Please copy the data below from the line with "Mark every instance of the black blazer" up to and including the line with "x=396, y=114", keeping every character the same.

— START OF LISTED ENTRIES —

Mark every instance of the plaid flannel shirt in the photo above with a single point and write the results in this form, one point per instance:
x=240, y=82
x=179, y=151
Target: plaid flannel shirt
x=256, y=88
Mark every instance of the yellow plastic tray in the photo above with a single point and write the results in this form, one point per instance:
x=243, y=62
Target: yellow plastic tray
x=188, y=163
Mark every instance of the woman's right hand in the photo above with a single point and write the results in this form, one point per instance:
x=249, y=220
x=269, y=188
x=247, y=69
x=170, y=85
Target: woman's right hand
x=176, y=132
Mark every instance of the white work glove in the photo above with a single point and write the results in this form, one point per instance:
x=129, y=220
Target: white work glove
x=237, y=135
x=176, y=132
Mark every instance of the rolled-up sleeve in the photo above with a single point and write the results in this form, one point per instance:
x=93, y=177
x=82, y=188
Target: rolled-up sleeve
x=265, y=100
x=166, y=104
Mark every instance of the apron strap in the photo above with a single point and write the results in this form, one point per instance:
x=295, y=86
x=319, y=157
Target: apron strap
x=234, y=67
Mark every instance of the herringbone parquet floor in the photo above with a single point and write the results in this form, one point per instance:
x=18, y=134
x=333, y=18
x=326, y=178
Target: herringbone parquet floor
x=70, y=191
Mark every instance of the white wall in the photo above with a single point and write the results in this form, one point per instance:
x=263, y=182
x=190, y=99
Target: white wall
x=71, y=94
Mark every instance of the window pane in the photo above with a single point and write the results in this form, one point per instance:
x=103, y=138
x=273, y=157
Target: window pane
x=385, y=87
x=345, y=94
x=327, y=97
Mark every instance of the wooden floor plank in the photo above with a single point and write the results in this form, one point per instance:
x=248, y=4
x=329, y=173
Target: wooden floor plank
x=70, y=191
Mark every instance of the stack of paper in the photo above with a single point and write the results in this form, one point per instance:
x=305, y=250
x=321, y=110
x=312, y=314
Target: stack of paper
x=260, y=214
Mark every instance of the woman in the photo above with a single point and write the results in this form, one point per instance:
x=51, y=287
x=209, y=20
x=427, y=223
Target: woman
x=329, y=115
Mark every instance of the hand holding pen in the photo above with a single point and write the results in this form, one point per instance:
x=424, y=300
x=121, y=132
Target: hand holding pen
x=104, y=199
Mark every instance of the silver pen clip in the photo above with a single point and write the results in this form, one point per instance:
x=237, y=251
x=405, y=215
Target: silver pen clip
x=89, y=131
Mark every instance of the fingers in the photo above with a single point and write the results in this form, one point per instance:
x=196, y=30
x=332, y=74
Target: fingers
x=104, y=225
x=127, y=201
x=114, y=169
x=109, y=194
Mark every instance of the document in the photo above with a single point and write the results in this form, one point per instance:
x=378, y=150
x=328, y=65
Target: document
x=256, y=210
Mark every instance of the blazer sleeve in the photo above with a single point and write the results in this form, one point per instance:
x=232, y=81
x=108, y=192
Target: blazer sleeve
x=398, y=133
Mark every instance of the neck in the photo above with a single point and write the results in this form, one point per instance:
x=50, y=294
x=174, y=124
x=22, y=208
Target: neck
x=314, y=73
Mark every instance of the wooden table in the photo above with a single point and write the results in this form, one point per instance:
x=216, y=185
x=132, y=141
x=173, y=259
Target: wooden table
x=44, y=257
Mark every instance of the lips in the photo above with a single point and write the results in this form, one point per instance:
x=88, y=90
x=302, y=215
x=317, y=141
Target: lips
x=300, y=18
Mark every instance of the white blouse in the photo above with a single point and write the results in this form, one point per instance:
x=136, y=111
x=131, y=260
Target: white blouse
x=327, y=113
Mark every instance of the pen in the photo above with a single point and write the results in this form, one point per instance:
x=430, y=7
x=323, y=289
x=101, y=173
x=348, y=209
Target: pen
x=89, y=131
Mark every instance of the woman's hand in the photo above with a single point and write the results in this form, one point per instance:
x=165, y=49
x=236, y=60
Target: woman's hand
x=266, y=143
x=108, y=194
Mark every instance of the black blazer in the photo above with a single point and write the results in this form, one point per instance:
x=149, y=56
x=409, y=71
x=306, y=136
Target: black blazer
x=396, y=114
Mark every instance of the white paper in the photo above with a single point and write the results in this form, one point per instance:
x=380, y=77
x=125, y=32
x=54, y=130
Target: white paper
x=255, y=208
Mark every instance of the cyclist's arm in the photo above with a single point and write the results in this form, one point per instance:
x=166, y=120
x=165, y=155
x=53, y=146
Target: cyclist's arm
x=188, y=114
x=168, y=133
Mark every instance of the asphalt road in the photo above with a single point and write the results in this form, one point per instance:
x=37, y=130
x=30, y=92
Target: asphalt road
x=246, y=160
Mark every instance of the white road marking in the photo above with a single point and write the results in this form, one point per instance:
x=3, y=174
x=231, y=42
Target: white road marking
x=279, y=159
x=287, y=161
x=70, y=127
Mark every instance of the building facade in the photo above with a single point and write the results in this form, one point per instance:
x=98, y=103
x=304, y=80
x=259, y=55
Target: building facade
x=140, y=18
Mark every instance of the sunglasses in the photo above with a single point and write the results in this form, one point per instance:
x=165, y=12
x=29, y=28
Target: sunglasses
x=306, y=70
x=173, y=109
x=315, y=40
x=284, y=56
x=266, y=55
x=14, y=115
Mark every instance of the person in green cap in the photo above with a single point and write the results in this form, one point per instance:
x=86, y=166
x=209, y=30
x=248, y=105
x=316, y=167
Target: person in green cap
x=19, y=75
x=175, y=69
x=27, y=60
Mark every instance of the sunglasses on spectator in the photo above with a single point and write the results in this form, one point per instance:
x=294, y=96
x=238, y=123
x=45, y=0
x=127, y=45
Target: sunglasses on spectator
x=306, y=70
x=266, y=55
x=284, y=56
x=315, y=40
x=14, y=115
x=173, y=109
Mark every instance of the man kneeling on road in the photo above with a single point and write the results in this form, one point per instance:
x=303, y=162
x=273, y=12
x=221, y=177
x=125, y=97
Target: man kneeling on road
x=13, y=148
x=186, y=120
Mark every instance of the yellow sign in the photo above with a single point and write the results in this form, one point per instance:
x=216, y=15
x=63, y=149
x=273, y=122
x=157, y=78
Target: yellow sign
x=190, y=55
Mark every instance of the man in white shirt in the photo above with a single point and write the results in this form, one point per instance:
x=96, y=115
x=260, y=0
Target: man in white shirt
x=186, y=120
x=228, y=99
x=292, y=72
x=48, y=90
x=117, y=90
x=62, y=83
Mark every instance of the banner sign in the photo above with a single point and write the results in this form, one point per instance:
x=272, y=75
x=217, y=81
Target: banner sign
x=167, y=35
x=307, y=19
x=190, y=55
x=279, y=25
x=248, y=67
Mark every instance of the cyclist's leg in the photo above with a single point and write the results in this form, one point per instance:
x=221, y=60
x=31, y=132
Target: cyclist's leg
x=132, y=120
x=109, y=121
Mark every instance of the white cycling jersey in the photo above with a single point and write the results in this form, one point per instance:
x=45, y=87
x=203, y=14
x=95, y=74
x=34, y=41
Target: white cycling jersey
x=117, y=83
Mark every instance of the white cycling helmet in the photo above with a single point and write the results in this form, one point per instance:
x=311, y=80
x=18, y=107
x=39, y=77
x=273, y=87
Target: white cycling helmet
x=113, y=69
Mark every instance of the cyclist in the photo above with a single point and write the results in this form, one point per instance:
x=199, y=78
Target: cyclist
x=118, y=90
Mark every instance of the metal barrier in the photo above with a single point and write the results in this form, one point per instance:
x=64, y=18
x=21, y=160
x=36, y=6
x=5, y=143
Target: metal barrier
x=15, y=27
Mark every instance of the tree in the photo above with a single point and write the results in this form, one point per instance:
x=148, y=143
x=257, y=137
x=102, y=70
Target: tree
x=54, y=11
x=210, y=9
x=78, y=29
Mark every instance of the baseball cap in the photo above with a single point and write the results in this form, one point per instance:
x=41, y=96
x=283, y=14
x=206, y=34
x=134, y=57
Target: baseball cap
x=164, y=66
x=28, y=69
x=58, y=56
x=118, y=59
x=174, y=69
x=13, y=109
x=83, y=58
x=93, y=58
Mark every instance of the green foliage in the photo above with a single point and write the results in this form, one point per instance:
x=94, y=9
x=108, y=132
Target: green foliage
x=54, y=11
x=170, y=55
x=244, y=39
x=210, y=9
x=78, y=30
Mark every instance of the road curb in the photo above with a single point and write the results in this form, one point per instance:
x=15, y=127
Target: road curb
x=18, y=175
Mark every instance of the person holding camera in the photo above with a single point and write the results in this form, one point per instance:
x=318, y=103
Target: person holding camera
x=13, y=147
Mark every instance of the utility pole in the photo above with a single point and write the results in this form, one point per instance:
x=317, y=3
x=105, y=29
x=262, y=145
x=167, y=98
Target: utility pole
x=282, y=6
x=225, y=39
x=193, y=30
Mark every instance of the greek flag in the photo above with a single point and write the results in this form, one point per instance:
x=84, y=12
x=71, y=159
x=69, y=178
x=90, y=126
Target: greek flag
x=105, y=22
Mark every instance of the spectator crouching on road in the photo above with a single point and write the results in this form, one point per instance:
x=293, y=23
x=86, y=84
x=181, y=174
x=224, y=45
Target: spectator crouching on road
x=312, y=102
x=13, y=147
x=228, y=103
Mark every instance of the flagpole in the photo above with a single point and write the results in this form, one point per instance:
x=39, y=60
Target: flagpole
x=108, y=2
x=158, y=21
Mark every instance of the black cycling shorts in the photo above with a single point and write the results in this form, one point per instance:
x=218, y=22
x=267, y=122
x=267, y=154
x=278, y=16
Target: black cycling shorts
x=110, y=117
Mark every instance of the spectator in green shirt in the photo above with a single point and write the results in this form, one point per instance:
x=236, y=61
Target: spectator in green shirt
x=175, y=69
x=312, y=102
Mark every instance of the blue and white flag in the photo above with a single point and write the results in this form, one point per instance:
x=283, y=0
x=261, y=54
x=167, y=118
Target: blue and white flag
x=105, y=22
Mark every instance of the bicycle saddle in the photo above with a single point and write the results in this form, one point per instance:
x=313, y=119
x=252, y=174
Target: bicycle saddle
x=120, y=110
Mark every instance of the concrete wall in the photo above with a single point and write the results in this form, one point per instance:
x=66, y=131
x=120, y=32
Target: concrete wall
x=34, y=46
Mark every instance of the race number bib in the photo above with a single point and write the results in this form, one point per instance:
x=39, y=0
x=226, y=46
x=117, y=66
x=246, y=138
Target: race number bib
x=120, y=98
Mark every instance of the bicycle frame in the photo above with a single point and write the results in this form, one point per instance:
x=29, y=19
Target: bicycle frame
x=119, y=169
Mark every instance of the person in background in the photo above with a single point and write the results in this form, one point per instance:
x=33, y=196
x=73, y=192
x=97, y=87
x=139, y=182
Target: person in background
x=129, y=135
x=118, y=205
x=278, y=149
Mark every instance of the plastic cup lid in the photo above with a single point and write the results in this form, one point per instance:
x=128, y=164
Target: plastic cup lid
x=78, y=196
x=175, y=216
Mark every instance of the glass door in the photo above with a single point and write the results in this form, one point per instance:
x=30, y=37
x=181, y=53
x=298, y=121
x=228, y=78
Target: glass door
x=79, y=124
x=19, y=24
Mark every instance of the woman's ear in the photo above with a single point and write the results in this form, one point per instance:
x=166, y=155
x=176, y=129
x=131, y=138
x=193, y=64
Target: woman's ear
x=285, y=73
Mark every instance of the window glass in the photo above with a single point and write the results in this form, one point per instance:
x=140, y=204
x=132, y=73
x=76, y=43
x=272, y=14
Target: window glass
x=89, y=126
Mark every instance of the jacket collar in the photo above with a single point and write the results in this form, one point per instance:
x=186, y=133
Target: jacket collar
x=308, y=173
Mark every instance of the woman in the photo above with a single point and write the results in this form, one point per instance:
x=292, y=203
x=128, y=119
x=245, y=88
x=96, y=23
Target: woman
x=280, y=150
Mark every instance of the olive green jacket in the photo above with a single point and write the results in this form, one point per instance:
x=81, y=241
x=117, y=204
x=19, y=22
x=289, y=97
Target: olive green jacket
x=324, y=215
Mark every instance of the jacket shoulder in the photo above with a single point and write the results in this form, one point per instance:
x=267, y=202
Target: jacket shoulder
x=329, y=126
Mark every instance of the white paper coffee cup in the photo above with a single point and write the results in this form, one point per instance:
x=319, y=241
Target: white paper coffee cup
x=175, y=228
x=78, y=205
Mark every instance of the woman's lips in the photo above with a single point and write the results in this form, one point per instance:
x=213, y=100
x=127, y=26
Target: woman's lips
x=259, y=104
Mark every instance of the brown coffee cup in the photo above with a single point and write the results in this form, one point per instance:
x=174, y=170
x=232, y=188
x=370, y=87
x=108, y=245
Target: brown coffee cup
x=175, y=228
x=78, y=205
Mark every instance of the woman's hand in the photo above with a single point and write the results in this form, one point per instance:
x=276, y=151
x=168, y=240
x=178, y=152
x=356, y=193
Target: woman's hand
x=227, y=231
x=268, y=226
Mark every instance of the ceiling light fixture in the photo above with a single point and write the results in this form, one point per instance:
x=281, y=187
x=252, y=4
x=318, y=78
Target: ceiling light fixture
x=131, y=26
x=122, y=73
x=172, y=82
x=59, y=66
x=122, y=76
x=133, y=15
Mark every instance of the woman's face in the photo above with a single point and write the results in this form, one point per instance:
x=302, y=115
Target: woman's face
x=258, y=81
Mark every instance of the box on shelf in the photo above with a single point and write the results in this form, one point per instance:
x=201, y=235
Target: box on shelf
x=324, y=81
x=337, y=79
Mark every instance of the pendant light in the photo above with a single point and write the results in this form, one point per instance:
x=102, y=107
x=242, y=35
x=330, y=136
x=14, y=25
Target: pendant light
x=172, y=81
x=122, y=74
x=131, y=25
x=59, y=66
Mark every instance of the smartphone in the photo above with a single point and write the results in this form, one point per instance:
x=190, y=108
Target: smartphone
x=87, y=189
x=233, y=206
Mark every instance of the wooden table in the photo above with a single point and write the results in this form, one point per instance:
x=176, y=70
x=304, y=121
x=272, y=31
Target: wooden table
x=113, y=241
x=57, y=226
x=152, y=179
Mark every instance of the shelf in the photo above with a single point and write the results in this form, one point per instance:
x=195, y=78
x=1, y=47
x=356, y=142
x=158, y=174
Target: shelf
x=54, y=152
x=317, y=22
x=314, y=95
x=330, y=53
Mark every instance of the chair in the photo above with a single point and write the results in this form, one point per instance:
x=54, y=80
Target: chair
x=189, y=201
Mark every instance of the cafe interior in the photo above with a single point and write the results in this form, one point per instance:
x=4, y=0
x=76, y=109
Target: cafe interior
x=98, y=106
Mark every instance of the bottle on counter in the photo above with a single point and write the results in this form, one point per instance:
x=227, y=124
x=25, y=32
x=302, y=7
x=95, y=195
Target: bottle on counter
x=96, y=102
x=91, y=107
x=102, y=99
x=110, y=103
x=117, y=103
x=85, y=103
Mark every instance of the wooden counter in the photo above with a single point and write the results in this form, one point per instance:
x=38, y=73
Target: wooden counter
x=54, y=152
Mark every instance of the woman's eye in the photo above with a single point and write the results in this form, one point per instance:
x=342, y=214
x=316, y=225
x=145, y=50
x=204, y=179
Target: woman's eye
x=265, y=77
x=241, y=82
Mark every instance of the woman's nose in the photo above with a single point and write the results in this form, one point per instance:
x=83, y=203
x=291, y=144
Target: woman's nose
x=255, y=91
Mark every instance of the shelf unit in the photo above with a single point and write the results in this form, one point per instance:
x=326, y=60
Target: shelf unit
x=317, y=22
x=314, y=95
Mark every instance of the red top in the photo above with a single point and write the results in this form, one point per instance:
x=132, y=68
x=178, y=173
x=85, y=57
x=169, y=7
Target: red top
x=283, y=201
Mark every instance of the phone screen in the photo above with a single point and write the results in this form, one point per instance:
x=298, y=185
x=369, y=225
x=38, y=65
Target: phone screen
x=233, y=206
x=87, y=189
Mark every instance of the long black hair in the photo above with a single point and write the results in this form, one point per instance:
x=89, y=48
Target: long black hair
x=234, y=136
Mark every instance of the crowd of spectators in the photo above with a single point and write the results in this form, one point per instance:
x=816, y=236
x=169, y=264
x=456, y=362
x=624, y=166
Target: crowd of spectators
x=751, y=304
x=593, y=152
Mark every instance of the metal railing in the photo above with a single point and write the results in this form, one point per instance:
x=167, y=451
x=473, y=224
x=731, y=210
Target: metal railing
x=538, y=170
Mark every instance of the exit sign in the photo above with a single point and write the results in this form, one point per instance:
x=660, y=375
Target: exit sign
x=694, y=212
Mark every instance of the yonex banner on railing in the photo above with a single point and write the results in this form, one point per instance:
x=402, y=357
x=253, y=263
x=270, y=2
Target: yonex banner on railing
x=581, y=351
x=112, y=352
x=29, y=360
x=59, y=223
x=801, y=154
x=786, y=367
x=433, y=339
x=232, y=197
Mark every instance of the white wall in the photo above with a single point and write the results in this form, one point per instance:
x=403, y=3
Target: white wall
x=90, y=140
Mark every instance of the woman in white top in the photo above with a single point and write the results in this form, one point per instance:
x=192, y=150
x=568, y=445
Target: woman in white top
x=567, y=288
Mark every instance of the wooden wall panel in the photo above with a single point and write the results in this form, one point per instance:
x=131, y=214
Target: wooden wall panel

— END OF LISTED ENTRIES —

> **SOLUTION FOR THIS TASK**
Mark every instance of the black blazer in the photo above with a single point and write the results in this form, one point per instance:
x=149, y=56
x=409, y=71
x=306, y=136
Target: black blazer
x=396, y=114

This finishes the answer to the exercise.